== Written exercise ==
Go through the listing and copy every line word for word.

Named object pointing entries:
--------------------------------
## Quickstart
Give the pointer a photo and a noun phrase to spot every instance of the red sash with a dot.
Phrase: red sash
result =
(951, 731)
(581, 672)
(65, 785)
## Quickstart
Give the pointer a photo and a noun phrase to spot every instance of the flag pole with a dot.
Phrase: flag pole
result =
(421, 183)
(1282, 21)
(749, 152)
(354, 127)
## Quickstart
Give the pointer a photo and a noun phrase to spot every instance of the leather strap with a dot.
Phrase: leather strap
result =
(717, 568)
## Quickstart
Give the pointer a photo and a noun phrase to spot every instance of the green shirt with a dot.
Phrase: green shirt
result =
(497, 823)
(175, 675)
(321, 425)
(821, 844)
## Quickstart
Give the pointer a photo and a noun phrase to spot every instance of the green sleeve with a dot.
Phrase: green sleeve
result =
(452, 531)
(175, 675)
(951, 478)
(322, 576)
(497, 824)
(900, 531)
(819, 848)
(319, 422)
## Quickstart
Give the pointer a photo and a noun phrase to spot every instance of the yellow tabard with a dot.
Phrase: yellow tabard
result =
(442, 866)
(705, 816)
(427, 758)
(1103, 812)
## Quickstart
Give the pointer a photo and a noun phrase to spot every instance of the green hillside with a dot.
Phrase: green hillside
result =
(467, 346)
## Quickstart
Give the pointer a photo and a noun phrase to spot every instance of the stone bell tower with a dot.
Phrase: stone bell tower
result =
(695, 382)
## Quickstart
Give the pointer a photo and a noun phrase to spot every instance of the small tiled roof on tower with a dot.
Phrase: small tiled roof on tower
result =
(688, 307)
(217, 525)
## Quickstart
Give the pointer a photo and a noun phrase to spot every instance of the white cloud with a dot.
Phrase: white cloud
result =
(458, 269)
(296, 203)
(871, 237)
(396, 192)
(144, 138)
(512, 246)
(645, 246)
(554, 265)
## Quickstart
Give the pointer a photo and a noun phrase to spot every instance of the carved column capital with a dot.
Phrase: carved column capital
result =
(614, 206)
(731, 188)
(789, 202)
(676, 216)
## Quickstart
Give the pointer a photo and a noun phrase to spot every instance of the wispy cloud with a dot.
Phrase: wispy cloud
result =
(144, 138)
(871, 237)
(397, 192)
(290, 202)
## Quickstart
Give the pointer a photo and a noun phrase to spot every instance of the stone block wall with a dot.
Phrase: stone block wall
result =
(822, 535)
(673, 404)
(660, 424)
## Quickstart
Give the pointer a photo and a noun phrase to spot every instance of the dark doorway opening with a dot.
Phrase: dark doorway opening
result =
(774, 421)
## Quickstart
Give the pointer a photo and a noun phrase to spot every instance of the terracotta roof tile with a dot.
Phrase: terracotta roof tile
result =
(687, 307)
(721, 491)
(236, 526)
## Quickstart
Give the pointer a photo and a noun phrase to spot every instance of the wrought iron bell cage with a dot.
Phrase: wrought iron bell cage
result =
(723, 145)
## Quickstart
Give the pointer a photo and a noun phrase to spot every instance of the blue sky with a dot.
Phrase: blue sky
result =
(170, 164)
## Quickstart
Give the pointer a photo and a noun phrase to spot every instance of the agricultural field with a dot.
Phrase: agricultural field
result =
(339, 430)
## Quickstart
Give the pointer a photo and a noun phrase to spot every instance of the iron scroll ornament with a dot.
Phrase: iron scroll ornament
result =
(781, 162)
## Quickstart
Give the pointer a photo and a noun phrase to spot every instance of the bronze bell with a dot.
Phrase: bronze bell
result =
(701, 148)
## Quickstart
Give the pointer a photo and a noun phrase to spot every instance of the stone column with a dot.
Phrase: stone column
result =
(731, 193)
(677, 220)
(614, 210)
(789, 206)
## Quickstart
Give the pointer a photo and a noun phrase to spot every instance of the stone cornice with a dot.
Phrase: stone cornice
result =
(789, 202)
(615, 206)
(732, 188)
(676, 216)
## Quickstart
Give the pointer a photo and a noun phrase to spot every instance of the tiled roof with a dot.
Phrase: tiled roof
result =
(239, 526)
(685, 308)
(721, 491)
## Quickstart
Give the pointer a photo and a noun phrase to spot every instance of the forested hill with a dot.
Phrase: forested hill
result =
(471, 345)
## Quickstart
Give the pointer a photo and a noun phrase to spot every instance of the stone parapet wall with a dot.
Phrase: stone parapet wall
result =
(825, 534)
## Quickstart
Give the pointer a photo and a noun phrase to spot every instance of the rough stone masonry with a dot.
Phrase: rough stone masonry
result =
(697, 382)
--------------------------------
== Expected output ==
## Quickstart
Give the pointer a photo and a noun phrase to spot every instance of the red sash with a dot.
Phrase: red sash
result =
(951, 731)
(581, 672)
(65, 785)
## Quickstart
Give the pointer a photo and a noun phrase to spot every instance of the flag pole with a dot.
Phrase: flag pole
result =
(421, 183)
(1282, 21)
(749, 152)
(354, 127)
## Quickstart
Give the pointer a photo and a noun phrase to spot every instance of the leather strap with a dot.
Phrase: leather strap
result =
(717, 568)
## Quickstart
Give the pointer a photo and a noun phrase to spot every instance of the green shirt with a dot.
Phrase: green shirt
result =
(497, 823)
(175, 675)
(321, 425)
(821, 844)
## Quickstart
Give the pointer a photo and a noun phrase to spot every instance of the green sleeve with a dot.
Phrase: green sleeve
result =
(452, 531)
(175, 675)
(951, 478)
(322, 576)
(497, 824)
(900, 531)
(819, 848)
(319, 422)
## Quickstart
Give the pointer a photo and a noun phrase to spot every instance of the yellow tabard with a dot.
Phrase: yellow tabard
result =
(442, 866)
(705, 816)
(427, 758)
(1103, 812)
## Quickstart
Give the pointer a photo and a noun phrase to spot every instance of the green hillside with a dot.
Phrase: green hillside
result =
(467, 346)
## Quickstart
Give the pointer a photo and a noun phrase to spot every instance of the stone bell tower with a dot.
Phrase: stone bell tower
result =
(695, 382)
## Quickstart
Give the pointer a photo and a noun phrase to spot every instance of the small tiled roof on tower with a dot.
Phrase: small tiled roof on tower
result =
(688, 307)
(217, 525)
## Quickstart
Give the pointer a photo and a noun phrase to spot every instance of the white cloud with a dot.
Phrase: white cloud
result =
(458, 269)
(296, 203)
(871, 237)
(396, 192)
(144, 138)
(512, 246)
(645, 246)
(554, 265)
## Quickstart
Give the pointer a photo and a noun phrase to spot every instance of the carved column capital with a dot.
Phrase: carved column capital
result =
(614, 206)
(731, 188)
(789, 202)
(676, 216)
## Quickstart
Give the pointer a photo and a noun phrase to spot every instance of the wispy cloud with a dot.
Phrase: wispy cloud
result =
(144, 138)
(871, 237)
(397, 192)
(290, 202)
## Quickstart
Give the pointer a photo and a noun phrase to spot every instance of the stone block wall with a dot.
Phrase: stone block wall
result =
(822, 535)
(673, 404)
(660, 424)
## Quickstart
Give the pointer a photo and a noun phrase to spot every instance of the dark doorway opening with a dot.
Phrase: dark doorway opening
result =
(774, 421)
## Quickstart
Give the pointer a photo and a noun phrase to spot every instance of the terracotta roof tile with a dot.
Phrase: terracotta roof tile
result =
(687, 307)
(721, 491)
(236, 526)
## Quickstart
Give the pointer a photo and a noun phrase to spot every instance of the wrought iron bell cage with a dot.
Phrase: wrought iron bell cage
result =
(723, 145)
## Quickstart
Give the pointer a photo and a noun phrase to spot every instance of the blue sky with a dot.
Phrase: blue sky
result =
(170, 164)
## Quickstart
Give the pointer a photo and a noun phrase to spot every instance of the agricultural field with a dot.
Phrase: agricultural field
result =
(339, 430)
## Quickstart
Give the pointer a photo and a noun phrase to spot every instance of the iron scroll ornament with a dot.
Phrase: iron scroll ornament
result =
(781, 162)
## Quickstart
Give the pointer a photo and a noun phrase to spot every instance of the bronze bell with a dot.
Phrase: bronze bell
result =
(701, 148)
## Quickstart
Give the pointer a photo and a noun phrase to spot every instance of the stone column with a dot.
Phrase: stone column
result =
(731, 193)
(677, 220)
(614, 210)
(789, 206)
## Quickstart
Give the pointer a photo and a noun phrase to spot every instance of the stone cornice with a dot.
Phrase: stone cornice
result =
(789, 202)
(615, 206)
(732, 188)
(676, 216)
## Quickstart
Give the pointer a photo and a noun phrase to spot every instance of the tiled roof with a dot.
Phrase: tiled roof
result =
(239, 526)
(685, 308)
(721, 491)
## Quickstart
Give the pointer a photo and a noun phrase to spot every instance of the forested hill with a dot.
Phrase: forested hill
result =
(471, 345)
## Quickstart
Give the pointer a photo and a noun phrase to spot every instance of the stone parapet wall with a dot.
Phrase: stone parapet wall
result =
(825, 534)
## Quickstart
Give the pointer a photo and a noun phrase to spot every instance of the rough stone masonry with a dot.
Phrase: rough stone masonry
result =
(697, 382)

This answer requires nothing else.